What you have to do:
After locating the line that contains "Indicate every instance of the handrail" in the following entries, reproduce it and each later line exactly, including the last.

-- Exercise data follows --

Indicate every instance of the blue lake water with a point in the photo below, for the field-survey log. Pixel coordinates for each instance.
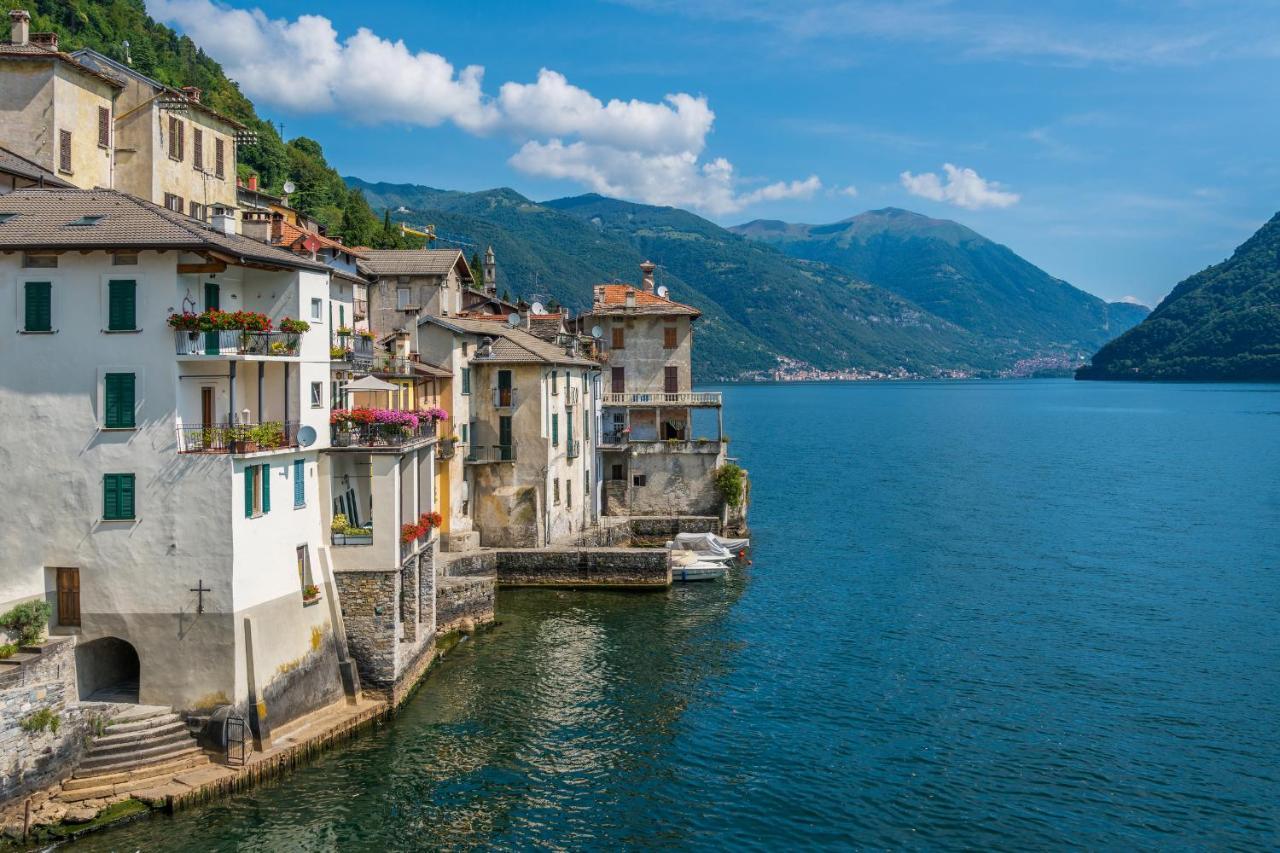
(981, 615)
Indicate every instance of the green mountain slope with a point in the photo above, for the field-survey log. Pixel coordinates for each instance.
(958, 274)
(1221, 323)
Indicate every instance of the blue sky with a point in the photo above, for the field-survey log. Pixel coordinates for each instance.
(1121, 146)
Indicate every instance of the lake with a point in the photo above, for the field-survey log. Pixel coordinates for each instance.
(981, 615)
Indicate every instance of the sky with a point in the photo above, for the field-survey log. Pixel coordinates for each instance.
(1121, 146)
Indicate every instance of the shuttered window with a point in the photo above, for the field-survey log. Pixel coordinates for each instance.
(64, 151)
(39, 306)
(122, 313)
(118, 497)
(118, 400)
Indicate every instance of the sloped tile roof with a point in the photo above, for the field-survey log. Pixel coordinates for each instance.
(44, 218)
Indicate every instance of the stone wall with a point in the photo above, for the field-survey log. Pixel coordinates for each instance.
(46, 682)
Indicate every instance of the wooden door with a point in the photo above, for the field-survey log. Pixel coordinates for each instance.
(68, 597)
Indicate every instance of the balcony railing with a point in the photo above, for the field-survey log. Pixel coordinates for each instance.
(481, 454)
(664, 398)
(236, 342)
(379, 434)
(238, 438)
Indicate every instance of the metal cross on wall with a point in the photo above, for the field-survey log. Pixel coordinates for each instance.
(200, 589)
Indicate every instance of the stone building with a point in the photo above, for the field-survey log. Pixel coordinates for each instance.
(661, 442)
(173, 475)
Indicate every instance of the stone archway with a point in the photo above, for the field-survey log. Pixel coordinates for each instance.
(106, 670)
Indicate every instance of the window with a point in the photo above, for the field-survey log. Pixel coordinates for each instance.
(118, 400)
(39, 314)
(122, 306)
(257, 491)
(64, 151)
(177, 141)
(118, 502)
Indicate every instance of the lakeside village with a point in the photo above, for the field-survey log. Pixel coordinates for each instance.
(265, 477)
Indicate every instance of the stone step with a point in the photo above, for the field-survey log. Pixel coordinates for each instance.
(115, 763)
(141, 734)
(174, 738)
(141, 724)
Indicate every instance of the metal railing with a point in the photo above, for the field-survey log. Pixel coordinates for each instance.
(236, 342)
(379, 434)
(663, 397)
(481, 454)
(238, 438)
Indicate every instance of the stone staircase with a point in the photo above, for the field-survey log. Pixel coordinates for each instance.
(141, 748)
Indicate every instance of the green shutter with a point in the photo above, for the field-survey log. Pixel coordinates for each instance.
(118, 401)
(40, 315)
(122, 313)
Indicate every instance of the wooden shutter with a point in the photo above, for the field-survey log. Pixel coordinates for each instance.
(118, 400)
(39, 306)
(64, 150)
(122, 306)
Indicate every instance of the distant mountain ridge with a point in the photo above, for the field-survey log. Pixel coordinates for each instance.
(1220, 324)
(958, 274)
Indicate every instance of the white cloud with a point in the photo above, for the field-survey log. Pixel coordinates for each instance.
(644, 150)
(963, 187)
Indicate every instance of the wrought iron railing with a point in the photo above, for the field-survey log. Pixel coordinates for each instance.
(238, 438)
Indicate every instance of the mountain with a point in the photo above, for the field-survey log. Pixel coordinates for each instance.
(758, 304)
(960, 276)
(1221, 323)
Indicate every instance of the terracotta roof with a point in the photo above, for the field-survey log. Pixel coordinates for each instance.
(32, 51)
(511, 345)
(44, 222)
(414, 261)
(19, 165)
(612, 299)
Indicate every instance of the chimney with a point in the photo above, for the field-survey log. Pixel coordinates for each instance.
(490, 273)
(19, 26)
(647, 276)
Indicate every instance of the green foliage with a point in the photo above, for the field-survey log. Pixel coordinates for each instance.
(27, 620)
(1221, 323)
(730, 482)
(37, 721)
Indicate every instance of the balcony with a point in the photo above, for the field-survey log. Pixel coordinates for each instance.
(236, 342)
(238, 438)
(664, 398)
(365, 436)
(485, 454)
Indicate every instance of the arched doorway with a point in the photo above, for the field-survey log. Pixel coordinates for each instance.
(106, 670)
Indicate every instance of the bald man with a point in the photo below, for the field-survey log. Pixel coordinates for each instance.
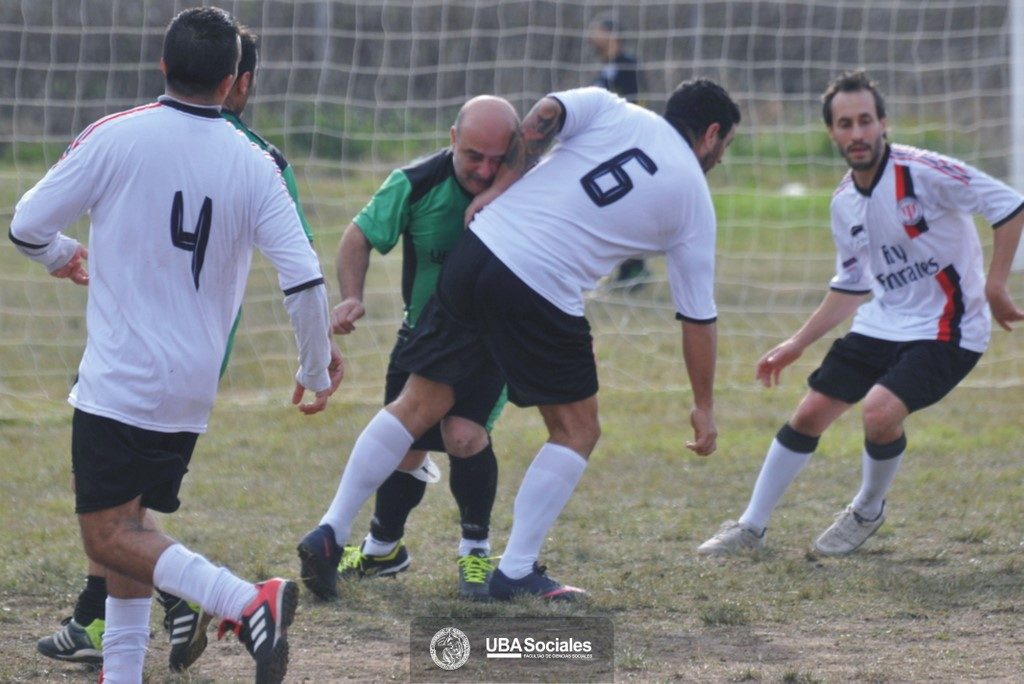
(423, 204)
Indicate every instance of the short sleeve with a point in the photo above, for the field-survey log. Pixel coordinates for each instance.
(583, 105)
(853, 273)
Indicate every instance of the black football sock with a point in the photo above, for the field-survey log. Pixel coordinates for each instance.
(474, 483)
(396, 498)
(91, 602)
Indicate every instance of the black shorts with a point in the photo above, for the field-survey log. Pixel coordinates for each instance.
(115, 463)
(483, 316)
(478, 398)
(920, 373)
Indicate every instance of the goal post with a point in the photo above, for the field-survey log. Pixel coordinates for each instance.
(349, 89)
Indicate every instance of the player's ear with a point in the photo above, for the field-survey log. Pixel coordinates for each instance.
(244, 83)
(711, 135)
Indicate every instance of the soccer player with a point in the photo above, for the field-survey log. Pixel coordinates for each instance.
(423, 205)
(622, 182)
(901, 221)
(80, 637)
(177, 201)
(622, 76)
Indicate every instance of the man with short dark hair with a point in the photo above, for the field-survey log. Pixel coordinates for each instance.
(160, 309)
(622, 182)
(80, 637)
(902, 224)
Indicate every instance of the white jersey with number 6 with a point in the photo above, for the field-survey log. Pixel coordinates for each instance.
(177, 200)
(621, 183)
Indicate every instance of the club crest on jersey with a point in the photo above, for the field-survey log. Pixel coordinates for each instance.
(910, 211)
(859, 237)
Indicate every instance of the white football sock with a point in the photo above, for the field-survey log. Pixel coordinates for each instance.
(378, 451)
(193, 578)
(780, 468)
(877, 477)
(126, 639)
(545, 490)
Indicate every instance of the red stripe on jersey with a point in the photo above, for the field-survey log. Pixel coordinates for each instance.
(96, 124)
(909, 209)
(944, 166)
(948, 280)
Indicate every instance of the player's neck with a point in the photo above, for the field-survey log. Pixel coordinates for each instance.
(198, 100)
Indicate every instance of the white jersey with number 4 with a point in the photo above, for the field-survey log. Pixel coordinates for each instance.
(621, 183)
(177, 200)
(911, 241)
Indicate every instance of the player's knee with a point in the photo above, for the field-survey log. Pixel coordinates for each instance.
(582, 437)
(463, 438)
(882, 424)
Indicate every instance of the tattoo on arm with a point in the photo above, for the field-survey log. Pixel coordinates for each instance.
(540, 127)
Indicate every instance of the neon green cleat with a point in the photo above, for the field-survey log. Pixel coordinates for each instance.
(355, 564)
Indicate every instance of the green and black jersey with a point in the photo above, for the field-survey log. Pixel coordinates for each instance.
(423, 205)
(293, 189)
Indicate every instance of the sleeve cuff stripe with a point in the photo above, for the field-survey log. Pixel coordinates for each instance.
(1012, 214)
(22, 243)
(304, 286)
(699, 322)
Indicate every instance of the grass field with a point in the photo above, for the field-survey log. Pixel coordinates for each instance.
(935, 595)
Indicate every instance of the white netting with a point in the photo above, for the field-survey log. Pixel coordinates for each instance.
(350, 89)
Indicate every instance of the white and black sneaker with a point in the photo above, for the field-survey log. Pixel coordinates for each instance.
(848, 532)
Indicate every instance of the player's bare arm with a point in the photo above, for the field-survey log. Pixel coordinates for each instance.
(834, 309)
(1005, 241)
(351, 265)
(699, 353)
(528, 143)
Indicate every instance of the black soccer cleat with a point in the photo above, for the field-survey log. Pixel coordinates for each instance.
(320, 555)
(503, 588)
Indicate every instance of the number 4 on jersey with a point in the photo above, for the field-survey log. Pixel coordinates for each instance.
(192, 242)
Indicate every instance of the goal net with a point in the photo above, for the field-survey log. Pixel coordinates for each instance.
(350, 89)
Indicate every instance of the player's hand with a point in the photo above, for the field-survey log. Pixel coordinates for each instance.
(344, 315)
(478, 203)
(771, 365)
(75, 269)
(1004, 309)
(705, 433)
(336, 371)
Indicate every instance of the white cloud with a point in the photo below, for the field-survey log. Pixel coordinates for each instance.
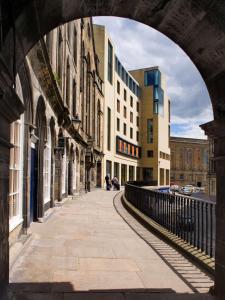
(139, 46)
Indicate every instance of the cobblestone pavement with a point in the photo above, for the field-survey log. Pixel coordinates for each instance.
(87, 246)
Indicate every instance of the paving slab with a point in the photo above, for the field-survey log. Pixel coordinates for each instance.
(87, 246)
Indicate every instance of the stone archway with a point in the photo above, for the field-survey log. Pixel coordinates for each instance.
(41, 133)
(196, 26)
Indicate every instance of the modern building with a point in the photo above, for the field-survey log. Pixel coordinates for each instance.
(154, 125)
(189, 161)
(136, 140)
(57, 142)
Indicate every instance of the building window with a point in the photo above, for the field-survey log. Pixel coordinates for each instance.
(137, 106)
(147, 174)
(110, 61)
(59, 58)
(15, 173)
(47, 168)
(109, 130)
(149, 153)
(118, 124)
(68, 84)
(117, 170)
(74, 98)
(118, 87)
(68, 32)
(131, 101)
(49, 45)
(109, 168)
(125, 95)
(137, 121)
(131, 117)
(131, 133)
(149, 131)
(131, 173)
(124, 111)
(64, 171)
(118, 106)
(99, 124)
(124, 129)
(123, 174)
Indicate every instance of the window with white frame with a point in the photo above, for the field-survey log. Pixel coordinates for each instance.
(16, 174)
(47, 168)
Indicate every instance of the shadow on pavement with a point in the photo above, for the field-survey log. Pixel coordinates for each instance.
(65, 291)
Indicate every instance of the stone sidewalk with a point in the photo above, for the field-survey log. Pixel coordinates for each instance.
(86, 246)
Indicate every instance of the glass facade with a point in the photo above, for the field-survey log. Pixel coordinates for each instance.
(125, 148)
(149, 131)
(110, 61)
(153, 78)
(127, 79)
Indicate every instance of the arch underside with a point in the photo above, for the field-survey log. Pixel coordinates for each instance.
(197, 26)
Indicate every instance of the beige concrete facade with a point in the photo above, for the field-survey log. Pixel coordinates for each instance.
(189, 161)
(158, 141)
(120, 114)
(129, 102)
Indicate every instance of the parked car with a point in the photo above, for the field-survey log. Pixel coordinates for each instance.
(174, 188)
(185, 191)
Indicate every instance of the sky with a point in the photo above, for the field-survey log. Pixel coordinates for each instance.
(140, 46)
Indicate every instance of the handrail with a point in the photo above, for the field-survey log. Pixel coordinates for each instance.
(189, 218)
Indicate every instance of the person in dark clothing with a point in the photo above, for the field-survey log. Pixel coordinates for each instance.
(107, 180)
(116, 185)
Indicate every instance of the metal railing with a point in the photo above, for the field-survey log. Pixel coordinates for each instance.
(191, 219)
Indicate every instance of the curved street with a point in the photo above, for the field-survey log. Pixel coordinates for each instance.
(85, 245)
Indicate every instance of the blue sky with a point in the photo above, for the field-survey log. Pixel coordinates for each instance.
(139, 46)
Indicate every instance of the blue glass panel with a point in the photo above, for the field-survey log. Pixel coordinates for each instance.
(157, 78)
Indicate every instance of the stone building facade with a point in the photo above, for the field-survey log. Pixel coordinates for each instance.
(189, 161)
(57, 142)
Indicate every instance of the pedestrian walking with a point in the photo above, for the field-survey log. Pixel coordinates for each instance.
(115, 182)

-- Exercise data concluded --

Task result:
Indicate every instance of the handrail with a point in the photo above, for the field-survey log. Pixel coordinates for each instance.
(189, 218)
Indicate every instance of the person in dark clothing with a point in the photo above, for the field-survey log. Pixel coordinates for each instance.
(107, 180)
(116, 185)
Indicate every instance of the metal railing with a point in the photo above, for the field-survey log. Pixel coordinates for each instance.
(191, 219)
Indicate every instance of the curved street with a point in the photo above, for the field-survey log. Pixel coordinates for each instance.
(85, 245)
Indicate every instance of the blue sky with a point in the photo above, for the field-survey log. Pixel coordinates for each instance.
(139, 46)
Indicate every instance of the blue glass panel with a point in the photo above, for the field-survey log. Pixel coordinates for each instance.
(157, 78)
Indicate every instance of the stone building facade with a point in the photo above, for the field-survey log. Pixel coordinates for each instance.
(189, 161)
(57, 142)
Indicate every instance of the pedestrian walking with a point in the photo above, for the field-survey log. Pixel coordinates for each instance.
(115, 182)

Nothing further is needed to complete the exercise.